:: Problem statement ::
Reproduce the records below exactly, but only between the lines holding "reads [[133, 227]]." and "reads [[160, 268]].", inclusive.

:: Natural language region descriptions ::
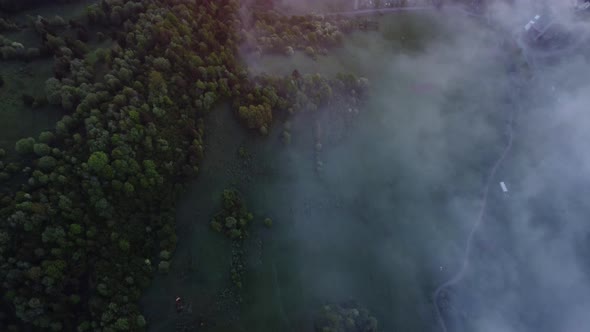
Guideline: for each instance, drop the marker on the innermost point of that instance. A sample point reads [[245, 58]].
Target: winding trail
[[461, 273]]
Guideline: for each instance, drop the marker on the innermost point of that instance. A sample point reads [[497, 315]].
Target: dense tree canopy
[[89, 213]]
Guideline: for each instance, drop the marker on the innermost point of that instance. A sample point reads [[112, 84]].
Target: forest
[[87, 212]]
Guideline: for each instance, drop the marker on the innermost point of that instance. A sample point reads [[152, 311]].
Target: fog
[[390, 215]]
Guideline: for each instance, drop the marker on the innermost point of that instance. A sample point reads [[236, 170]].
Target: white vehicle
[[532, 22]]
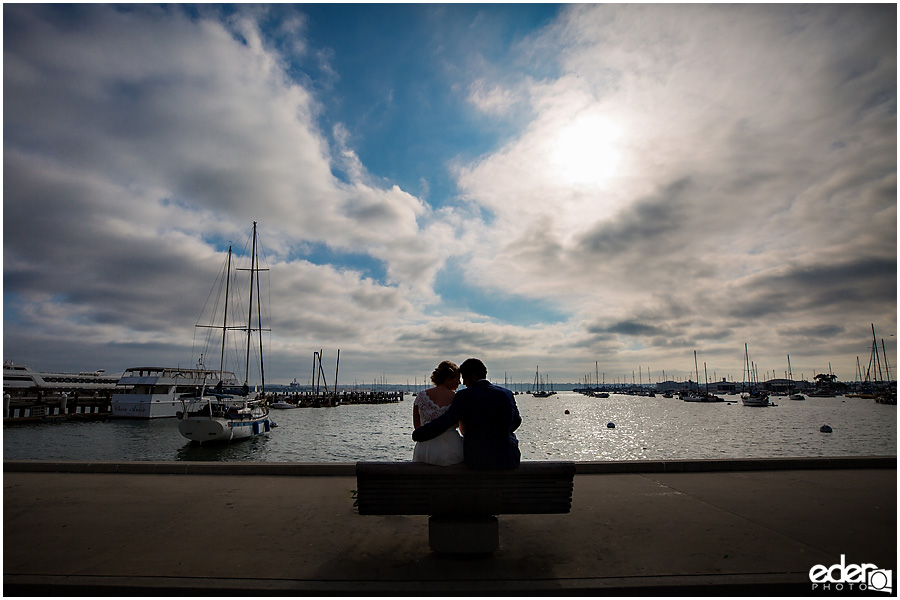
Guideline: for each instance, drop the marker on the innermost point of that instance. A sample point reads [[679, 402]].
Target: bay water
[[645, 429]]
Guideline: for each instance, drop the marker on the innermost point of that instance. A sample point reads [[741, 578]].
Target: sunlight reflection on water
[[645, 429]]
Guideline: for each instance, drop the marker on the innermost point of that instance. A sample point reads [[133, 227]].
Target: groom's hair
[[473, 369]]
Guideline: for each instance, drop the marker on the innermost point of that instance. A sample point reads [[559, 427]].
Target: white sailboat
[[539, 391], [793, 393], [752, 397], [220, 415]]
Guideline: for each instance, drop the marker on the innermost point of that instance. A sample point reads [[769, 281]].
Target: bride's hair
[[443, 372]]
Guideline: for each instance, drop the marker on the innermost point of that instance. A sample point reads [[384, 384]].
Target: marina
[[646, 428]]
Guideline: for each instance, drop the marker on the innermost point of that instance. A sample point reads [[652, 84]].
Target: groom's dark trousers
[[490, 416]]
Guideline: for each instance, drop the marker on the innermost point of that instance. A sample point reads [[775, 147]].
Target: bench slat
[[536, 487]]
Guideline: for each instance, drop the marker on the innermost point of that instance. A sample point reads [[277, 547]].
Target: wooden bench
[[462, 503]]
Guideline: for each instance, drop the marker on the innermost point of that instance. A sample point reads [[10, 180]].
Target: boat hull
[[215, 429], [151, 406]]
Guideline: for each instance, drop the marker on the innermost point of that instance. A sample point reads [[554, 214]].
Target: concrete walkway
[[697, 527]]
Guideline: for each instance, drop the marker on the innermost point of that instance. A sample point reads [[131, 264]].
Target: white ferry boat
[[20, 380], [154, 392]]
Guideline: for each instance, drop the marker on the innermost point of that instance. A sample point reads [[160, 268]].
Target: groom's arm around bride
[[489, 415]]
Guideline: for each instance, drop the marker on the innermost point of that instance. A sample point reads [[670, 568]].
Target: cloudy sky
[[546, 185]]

:: Answer box ::
Guideline: for each instance, drop the marker on the innermost point of that instance. A sample point reads [[133, 227]].
Target: groom's hair
[[473, 369]]
Guideline: for each instance, drop the marker on the innermost point of that instance. A sample point reads [[559, 427]].
Target: white sailboat
[[539, 391], [793, 393], [752, 397], [220, 415]]
Guideline: for each instance, drop the marker on the innermost point of that instance. A sample point reads [[769, 281]].
Target: bride's hair
[[443, 372]]
Guideline: for each instance, drop the marker on the innermost point of that instance. A sample point reads [[384, 384]].
Target: marina
[[646, 428]]
Guideline: for each instance, drop the marker on the innermost point of that instance. A sample point reads [[652, 84]].
Target: groom's dark trousers
[[490, 416]]
Guideline: for each instance, drop the marker on the innermost point of that instance. A sample point reads [[775, 147]].
Target: bench slat
[[536, 487]]
Guideline: for each instance, drop the marker on the innermost point of that instance. A sample point reads [[277, 547]].
Target: wooden bench
[[462, 503]]
Guideline: for each instance, drop the marker on the innermost point of that instance. A sample point reads [[10, 180]].
Target: boat hull
[[215, 429], [151, 406]]
Guideline: for each instance, drop the marker on the innermost point of that instance. A sample point reads [[554, 214]].
Target: concrete walkway
[[697, 527]]
Guideline: for each instance, drop the marker on the innermost point of that instance. A sample point reads [[131, 264]].
Target: white ferry boat
[[20, 380], [154, 392]]
Guideline: for each instance, drop the marker on the innermost point of that instance. A sample point reads [[160, 268]].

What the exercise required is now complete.